* **EXTRACTED INFORMATION**:
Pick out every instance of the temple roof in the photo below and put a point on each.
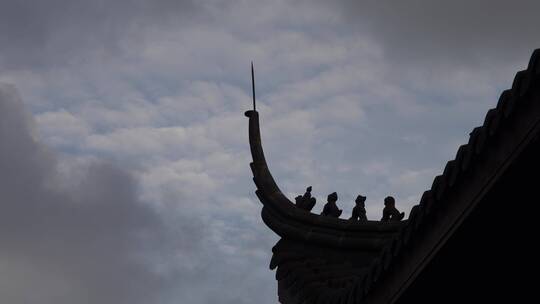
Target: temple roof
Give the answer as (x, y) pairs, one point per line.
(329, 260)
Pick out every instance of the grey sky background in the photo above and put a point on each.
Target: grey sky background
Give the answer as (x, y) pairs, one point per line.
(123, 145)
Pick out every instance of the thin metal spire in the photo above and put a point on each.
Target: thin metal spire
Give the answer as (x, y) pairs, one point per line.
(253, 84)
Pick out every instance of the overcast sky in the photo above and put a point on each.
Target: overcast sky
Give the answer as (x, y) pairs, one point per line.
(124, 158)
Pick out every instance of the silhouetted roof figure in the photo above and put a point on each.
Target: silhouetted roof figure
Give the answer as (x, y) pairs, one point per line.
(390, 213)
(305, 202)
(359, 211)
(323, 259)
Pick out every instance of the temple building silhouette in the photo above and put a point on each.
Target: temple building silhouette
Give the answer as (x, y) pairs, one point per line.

...

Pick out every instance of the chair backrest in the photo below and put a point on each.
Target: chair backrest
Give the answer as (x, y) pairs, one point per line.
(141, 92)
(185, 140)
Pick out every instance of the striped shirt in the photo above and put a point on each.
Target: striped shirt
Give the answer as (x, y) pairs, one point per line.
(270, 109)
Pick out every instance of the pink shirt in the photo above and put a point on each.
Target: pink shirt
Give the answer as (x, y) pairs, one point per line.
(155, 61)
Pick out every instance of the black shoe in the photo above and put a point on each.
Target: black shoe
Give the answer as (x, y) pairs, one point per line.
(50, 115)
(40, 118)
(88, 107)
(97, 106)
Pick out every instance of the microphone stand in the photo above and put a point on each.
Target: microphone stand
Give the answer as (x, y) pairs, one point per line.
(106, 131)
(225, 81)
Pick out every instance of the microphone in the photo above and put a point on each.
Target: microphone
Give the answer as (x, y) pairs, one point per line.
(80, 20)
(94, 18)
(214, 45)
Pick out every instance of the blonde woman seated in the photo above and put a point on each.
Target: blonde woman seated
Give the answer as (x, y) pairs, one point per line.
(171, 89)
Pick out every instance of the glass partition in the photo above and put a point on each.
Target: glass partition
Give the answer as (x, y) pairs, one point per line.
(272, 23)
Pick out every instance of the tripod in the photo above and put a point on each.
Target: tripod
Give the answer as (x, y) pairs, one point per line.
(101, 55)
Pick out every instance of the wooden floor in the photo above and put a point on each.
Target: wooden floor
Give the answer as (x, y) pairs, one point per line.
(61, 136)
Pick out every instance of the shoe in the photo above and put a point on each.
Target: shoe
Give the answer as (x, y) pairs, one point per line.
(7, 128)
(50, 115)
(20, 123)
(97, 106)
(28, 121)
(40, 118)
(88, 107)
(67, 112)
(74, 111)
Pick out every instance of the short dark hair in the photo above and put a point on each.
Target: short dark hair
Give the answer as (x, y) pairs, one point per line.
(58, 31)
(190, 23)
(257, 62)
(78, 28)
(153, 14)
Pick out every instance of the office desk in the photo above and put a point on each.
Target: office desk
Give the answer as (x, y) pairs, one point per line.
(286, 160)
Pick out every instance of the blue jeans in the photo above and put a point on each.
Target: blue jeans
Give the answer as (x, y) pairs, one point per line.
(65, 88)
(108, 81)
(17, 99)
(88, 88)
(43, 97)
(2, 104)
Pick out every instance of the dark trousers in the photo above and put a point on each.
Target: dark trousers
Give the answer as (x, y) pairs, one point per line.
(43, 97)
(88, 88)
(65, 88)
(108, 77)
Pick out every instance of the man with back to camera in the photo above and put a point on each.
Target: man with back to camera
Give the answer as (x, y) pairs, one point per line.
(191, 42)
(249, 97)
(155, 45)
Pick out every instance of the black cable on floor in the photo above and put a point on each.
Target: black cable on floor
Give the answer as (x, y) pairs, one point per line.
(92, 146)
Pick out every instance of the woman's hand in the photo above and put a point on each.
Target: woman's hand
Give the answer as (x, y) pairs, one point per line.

==

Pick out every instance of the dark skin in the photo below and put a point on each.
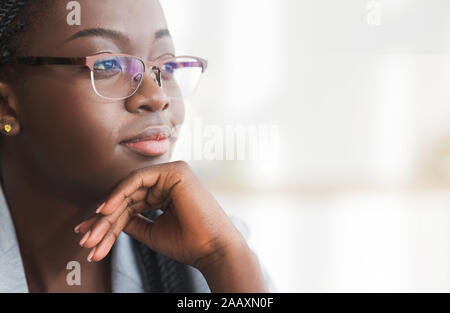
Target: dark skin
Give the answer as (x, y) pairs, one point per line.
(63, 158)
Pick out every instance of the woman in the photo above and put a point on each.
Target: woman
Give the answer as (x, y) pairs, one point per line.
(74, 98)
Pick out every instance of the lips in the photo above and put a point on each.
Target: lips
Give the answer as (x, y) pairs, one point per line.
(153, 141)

* **EXERCISE**:
Count the lines in the items above that contain the string "floor". Reply with the number alone.

* **FINISHED ANSWER**:
4